● TEXTO DA PÁGINA:
━━━

É inquestionável que os livros da Bíblia tornaram-se a autoridade singular e infalível já na Igreja dos primeiros séculos. Ainda nos primeiros anos da era cristã, reconhecer e listar os livros canônicos se tornou uma demanda emergente por causa das heresias crescentes dentro da Igreja. A igreja estava sofrendo com pessoas que queriam perverter a doutrina e mesmo os parâmetros (os documentos) deixados pelos Apóstolos. Além das conhecidas finalidades expostas pela própria Bíblia a respeito de si, o cânon também foi um antídoto contra as heresias na era pós-apostólica.

Mark A. Noll, grande historiador da igreja, relata os motivos:

As circunstâncias práticas que levaram à definição de um cânon do Novo Testamento resultaram das realidades concretas da vida da igreja. A igreja necessitava de padrões para o culto e modelos de orações, liturgia e sermões. A igreja precisava de materiais de leitura para as devoções públicas e particulares. A igreja precisava de um padrão teológico para responder aos críticos não-cristãos e para resolver disputas teológicas dentro de suas próprias fileiras. Ela também necessitava de um texto fixo a ser traduzido à helenístico, indo para o ocidente latino e depois prosseguindo para o leste em direção à Ásia e para o norte, na Europa. (NOLL, Mark A. Momentos decisivos na História do Cristianismo. São Paulo: Cultura Cristã, 2000. p. 37-38.)

━━━

Dados de origem

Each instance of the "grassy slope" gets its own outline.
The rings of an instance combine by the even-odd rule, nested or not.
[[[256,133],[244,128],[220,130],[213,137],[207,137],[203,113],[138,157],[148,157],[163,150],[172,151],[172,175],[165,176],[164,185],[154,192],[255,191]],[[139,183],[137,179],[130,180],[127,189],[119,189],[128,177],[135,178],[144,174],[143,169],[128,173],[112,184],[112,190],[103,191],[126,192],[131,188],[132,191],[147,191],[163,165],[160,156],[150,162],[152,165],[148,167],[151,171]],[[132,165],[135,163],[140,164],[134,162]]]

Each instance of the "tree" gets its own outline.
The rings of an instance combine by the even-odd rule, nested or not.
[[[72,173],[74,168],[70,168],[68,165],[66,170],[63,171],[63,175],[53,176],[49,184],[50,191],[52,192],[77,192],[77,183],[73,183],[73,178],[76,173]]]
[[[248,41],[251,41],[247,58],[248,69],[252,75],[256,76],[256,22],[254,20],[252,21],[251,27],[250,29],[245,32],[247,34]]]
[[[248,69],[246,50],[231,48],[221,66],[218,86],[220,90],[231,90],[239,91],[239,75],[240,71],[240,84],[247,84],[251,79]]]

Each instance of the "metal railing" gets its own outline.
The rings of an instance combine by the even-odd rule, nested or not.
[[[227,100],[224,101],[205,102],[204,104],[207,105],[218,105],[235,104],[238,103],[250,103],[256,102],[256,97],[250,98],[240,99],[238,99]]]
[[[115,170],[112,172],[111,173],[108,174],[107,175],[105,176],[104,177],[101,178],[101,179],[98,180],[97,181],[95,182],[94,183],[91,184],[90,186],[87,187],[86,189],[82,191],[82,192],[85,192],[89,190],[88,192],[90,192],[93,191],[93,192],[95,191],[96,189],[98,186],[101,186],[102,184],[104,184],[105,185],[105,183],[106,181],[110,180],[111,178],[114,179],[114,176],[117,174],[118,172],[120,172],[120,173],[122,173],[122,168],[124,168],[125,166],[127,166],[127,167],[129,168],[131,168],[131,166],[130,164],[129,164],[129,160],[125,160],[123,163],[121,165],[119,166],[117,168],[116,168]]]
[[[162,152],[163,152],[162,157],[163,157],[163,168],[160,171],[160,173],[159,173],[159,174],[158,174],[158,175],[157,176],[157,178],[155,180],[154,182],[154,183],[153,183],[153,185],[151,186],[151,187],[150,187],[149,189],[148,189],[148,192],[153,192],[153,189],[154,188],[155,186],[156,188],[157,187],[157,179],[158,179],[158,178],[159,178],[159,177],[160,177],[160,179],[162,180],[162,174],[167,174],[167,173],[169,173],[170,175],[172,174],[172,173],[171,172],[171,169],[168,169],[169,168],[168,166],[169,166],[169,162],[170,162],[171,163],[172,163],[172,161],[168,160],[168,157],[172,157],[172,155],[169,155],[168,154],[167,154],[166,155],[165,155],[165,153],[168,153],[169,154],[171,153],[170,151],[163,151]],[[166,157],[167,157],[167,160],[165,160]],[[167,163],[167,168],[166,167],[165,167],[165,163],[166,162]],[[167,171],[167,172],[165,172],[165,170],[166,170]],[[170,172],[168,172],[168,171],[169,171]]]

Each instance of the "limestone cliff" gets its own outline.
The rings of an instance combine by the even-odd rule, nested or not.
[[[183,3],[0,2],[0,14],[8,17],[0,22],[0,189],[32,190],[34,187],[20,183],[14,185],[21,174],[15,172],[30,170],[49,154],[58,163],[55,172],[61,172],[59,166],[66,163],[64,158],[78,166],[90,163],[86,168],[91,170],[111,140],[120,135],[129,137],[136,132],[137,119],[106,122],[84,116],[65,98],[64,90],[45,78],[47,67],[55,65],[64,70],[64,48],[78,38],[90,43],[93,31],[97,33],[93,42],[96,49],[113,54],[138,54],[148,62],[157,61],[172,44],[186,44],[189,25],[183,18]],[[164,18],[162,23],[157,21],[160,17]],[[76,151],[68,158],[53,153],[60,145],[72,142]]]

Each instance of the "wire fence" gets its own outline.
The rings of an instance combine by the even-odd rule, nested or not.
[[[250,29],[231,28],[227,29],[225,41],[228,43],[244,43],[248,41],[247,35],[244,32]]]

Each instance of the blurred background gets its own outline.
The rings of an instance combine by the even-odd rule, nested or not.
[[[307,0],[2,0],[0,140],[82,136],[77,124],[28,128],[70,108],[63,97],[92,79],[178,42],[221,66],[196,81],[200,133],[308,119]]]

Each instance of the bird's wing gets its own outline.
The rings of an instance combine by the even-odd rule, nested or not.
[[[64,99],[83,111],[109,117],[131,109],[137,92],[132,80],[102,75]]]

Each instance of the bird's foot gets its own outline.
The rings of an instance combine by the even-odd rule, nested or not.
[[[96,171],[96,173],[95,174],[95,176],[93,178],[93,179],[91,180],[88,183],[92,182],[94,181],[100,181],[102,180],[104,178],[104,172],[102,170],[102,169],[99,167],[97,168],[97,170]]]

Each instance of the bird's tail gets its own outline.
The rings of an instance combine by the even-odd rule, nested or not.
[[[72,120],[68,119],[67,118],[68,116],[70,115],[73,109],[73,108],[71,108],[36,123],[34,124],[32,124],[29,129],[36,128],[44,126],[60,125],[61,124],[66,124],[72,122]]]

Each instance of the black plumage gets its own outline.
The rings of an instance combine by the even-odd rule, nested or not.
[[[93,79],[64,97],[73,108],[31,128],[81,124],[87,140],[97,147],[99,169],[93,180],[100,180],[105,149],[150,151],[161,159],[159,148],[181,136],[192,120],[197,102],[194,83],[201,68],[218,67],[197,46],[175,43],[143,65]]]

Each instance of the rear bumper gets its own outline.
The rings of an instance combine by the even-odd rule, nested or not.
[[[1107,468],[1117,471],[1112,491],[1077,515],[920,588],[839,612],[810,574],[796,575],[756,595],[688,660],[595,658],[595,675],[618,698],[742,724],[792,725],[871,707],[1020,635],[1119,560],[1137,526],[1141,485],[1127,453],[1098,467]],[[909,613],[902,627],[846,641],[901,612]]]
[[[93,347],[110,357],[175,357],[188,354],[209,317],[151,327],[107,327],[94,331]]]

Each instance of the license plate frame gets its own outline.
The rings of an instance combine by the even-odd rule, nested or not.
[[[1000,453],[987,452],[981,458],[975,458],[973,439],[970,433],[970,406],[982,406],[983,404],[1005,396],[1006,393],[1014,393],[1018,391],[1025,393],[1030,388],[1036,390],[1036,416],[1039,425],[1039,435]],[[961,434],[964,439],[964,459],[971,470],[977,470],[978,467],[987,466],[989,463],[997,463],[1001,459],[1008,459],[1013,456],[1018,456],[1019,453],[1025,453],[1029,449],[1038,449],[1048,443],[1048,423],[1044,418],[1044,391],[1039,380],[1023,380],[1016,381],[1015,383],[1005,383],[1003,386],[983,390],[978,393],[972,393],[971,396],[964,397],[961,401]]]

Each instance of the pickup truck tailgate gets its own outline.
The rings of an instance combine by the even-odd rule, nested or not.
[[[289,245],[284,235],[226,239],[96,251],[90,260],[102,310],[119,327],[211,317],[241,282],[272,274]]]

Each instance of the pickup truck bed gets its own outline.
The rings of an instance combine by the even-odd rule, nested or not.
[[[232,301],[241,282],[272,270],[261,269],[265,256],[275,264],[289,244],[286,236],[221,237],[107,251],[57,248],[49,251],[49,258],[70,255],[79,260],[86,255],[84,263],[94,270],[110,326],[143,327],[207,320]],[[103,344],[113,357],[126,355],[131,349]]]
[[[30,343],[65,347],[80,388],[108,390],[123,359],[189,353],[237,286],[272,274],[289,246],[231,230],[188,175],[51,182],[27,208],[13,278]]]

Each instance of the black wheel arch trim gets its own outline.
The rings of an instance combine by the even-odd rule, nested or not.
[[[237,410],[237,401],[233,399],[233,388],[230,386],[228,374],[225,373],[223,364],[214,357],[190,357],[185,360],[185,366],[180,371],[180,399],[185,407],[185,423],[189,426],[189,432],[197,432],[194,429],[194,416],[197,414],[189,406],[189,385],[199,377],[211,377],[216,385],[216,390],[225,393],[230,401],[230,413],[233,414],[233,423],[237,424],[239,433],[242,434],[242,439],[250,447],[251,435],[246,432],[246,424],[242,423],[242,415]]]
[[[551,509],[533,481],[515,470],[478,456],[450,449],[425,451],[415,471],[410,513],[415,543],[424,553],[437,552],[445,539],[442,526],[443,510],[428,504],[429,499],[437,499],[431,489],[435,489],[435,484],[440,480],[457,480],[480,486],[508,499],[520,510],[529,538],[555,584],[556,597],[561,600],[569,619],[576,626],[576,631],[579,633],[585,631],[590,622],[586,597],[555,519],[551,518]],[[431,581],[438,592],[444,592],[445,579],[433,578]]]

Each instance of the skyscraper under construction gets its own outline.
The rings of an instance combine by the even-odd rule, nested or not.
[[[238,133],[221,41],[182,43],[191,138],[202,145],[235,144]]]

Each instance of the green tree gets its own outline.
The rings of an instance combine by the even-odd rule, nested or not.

━━━

● O QUE FAZER:
(1) No texto sobre o cânon bíblico, o que tornou urgente reconhecer e listar os livros canônicos nos primeiros anos da era cristã?
(2) Prolongue o texto sobre o cânon bíblico a partir do ponto em que ele termina.

● RESPOSTAS:
(1) As heresias crescentes dentro da Igreja.

(2)
Herman Ridderbos também comenta a necessidade da instrução, mediante a leitura da Palavra, por causa das heresias: “A Igreja possuía uma necessidade cada vez maior da leitura das Escrituras e da instrução quanto às tradições, na medida em que surgiam falsas doutrinas que também apelavam para as Escrituras (1Tm 1: 7).” (RIDDERBOS, Herman. Teologia do Apóstolo Paulo. São Paulo, 2004. p. 535.)

É como bem define a palavra cânon: A igreja necessitava de uma régua de medir os parâmetros de fé, prática e teologia que deveria guiar a Igreja de Jesus Cristo.

Mas, como a Igreja chegou a este cânon? O primeiro ponto a se ressaltar é que o cânon não foi definido pela igreja ou pela liderança da igreja do Antigo ou do Novo Testamentos – ou seja, o cânon não foi imposto, ou mesmo escolhido mediante um padrão humano, mas reconhecido pela direção de Deus, no Espírito.

Analisou-se também a antiguidade dos livros: era necessária a averiguação da sua autoria ou origem, datação e língua em que foi escrito. A tradição judaica quanto às informações a respeito dos livros do AT reconhecidos como canônicos é salutar e abundante. Paulo mesmo afirmou: “Principalmente porque aos judeus foram confiados os oráculos de Deus.” (Rm 3: 2).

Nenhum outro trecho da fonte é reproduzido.